▶ [Stored records]
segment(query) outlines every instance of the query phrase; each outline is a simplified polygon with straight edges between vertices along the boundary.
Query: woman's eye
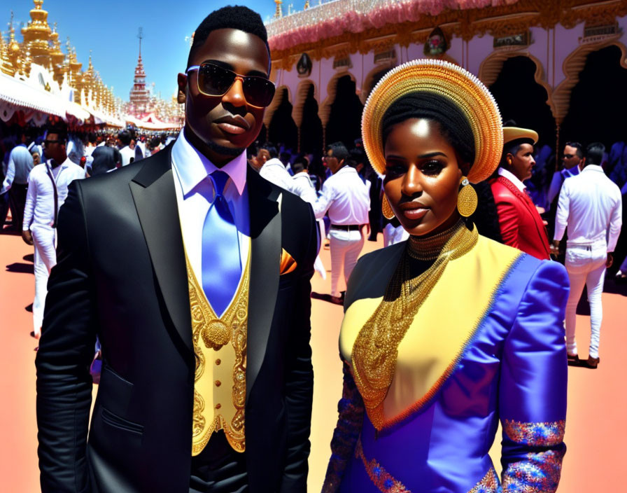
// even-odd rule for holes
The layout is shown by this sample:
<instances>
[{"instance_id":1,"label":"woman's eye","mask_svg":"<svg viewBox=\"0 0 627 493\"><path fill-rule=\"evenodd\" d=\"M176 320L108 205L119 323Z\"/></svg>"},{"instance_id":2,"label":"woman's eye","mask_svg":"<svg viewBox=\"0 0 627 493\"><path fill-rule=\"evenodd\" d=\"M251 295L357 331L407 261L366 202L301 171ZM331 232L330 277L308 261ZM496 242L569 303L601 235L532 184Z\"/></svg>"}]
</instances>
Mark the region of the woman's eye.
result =
<instances>
[{"instance_id":1,"label":"woman's eye","mask_svg":"<svg viewBox=\"0 0 627 493\"><path fill-rule=\"evenodd\" d=\"M438 174L444 167L439 161L428 161L423 164L421 169L425 174Z\"/></svg>"},{"instance_id":2,"label":"woman's eye","mask_svg":"<svg viewBox=\"0 0 627 493\"><path fill-rule=\"evenodd\" d=\"M388 174L398 176L407 171L407 168L400 162L388 162L386 164L386 172Z\"/></svg>"}]
</instances>

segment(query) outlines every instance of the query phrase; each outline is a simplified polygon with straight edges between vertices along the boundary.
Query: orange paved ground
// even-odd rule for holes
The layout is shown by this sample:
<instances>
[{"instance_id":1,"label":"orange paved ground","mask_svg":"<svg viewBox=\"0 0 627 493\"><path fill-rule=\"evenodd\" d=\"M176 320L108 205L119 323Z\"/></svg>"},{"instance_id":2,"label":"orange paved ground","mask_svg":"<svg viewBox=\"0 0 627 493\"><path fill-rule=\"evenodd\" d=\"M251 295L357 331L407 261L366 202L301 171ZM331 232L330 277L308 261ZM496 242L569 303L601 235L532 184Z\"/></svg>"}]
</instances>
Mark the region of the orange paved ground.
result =
<instances>
[{"instance_id":1,"label":"orange paved ground","mask_svg":"<svg viewBox=\"0 0 627 493\"><path fill-rule=\"evenodd\" d=\"M381 237L379 237L381 238ZM365 251L380 246L366 242ZM32 247L17 236L0 235L0 492L30 493L39 491L37 436L35 425L36 341L31 313L34 281ZM330 268L328 251L322 253ZM5 267L6 266L6 267ZM330 279L316 275L314 291L328 293ZM624 419L627 408L624 365L627 347L627 298L603 295L605 315L601 333L601 363L596 370L569 369L568 416L561 493L623 491L623 449L627 443ZM329 457L341 391L341 366L337 337L341 308L313 300L312 338L316 373L309 491L318 492ZM587 347L589 317L577 318L579 345ZM582 350L582 353L584 351ZM621 376L622 375L622 378ZM620 417L623 416L623 418ZM493 457L497 457L498 446Z\"/></svg>"}]
</instances>

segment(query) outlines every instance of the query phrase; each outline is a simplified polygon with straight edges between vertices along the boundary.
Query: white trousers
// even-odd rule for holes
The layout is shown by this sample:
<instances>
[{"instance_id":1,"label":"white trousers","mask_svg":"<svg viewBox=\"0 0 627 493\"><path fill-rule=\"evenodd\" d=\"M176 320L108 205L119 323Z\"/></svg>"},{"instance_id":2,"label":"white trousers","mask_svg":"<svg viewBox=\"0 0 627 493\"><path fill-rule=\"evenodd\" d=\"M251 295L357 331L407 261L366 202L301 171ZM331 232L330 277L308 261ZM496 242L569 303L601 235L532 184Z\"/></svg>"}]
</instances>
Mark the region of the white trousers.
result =
<instances>
[{"instance_id":1,"label":"white trousers","mask_svg":"<svg viewBox=\"0 0 627 493\"><path fill-rule=\"evenodd\" d=\"M33 331L38 335L43 321L43 307L48 293L50 269L57 263L55 250L56 230L49 226L33 225L31 228L35 246L35 300L33 301Z\"/></svg>"},{"instance_id":2,"label":"white trousers","mask_svg":"<svg viewBox=\"0 0 627 493\"><path fill-rule=\"evenodd\" d=\"M588 301L590 303L589 355L592 358L599 357L599 338L603 319L601 294L605 279L607 259L605 242L590 246L569 246L566 249L566 270L570 279L570 293L566 303L566 349L569 354L577 354L575 338L577 305L585 284L588 288Z\"/></svg>"},{"instance_id":3,"label":"white trousers","mask_svg":"<svg viewBox=\"0 0 627 493\"><path fill-rule=\"evenodd\" d=\"M364 246L364 237L361 231L343 231L332 228L329 231L329 242L331 249L331 296L339 296L337 284L342 266L344 280L348 282Z\"/></svg>"},{"instance_id":4,"label":"white trousers","mask_svg":"<svg viewBox=\"0 0 627 493\"><path fill-rule=\"evenodd\" d=\"M405 231L402 226L395 228L388 223L383 228L383 246L395 245L397 243L404 242L409 237L409 233Z\"/></svg>"},{"instance_id":5,"label":"white trousers","mask_svg":"<svg viewBox=\"0 0 627 493\"><path fill-rule=\"evenodd\" d=\"M318 220L318 228L320 232L320 244L323 242L323 238L325 237L325 223L322 219ZM327 271L325 269L325 265L322 263L322 258L320 258L320 254L316 257L316 261L314 262L314 270L320 274L320 277L324 279L327 279Z\"/></svg>"}]
</instances>

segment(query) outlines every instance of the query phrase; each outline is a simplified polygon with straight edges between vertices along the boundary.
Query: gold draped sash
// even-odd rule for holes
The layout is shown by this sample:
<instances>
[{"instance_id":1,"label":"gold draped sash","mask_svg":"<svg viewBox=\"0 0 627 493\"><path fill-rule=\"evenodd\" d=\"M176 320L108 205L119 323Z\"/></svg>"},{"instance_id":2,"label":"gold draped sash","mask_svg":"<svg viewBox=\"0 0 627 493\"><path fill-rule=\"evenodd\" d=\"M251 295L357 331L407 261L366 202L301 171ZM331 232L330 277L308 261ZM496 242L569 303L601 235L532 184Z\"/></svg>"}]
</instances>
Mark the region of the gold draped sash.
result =
<instances>
[{"instance_id":1,"label":"gold draped sash","mask_svg":"<svg viewBox=\"0 0 627 493\"><path fill-rule=\"evenodd\" d=\"M383 403L394 377L399 344L449 262L470 251L479 237L477 228L471 231L462 221L451 232L433 264L414 278L410 275L408 243L383 300L353 345L351 359L355 382L377 430L384 426Z\"/></svg>"}]
</instances>

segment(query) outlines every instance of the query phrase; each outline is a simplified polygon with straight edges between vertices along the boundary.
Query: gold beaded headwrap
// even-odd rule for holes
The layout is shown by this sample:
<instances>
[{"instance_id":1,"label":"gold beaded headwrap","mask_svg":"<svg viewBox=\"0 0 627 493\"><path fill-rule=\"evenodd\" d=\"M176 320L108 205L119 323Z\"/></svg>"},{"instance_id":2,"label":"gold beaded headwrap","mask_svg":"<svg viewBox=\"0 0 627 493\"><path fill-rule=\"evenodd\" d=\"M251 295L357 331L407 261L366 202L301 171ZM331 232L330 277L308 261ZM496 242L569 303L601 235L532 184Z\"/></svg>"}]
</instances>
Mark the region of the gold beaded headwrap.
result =
<instances>
[{"instance_id":1,"label":"gold beaded headwrap","mask_svg":"<svg viewBox=\"0 0 627 493\"><path fill-rule=\"evenodd\" d=\"M388 108L411 92L435 92L462 111L474 136L474 162L468 180L474 183L496 169L503 151L498 106L483 83L467 70L442 60L413 60L390 70L374 86L364 107L361 132L364 149L379 174L386 173L381 120Z\"/></svg>"}]
</instances>

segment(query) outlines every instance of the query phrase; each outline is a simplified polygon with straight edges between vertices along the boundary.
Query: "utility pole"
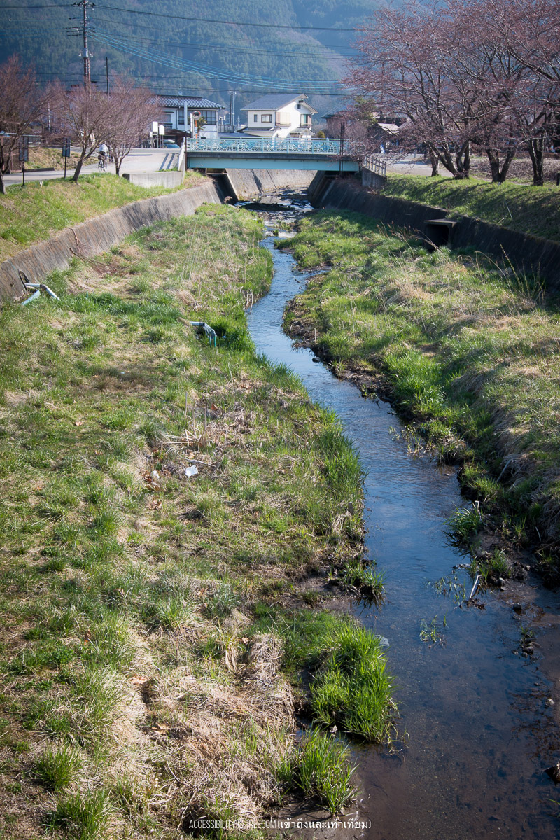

▶ [Task directions]
Which lines in the entries above contain the word "region"? Extract each of those lines in full, treating case as significant.

▶ [The solution]
Mark the region of the woman's eye.
Mark the region of the orange paved ground.
Mark the region of the white trousers.
Mark the region of the gold draped sash.
Mark the region of the gold beaded headwrap.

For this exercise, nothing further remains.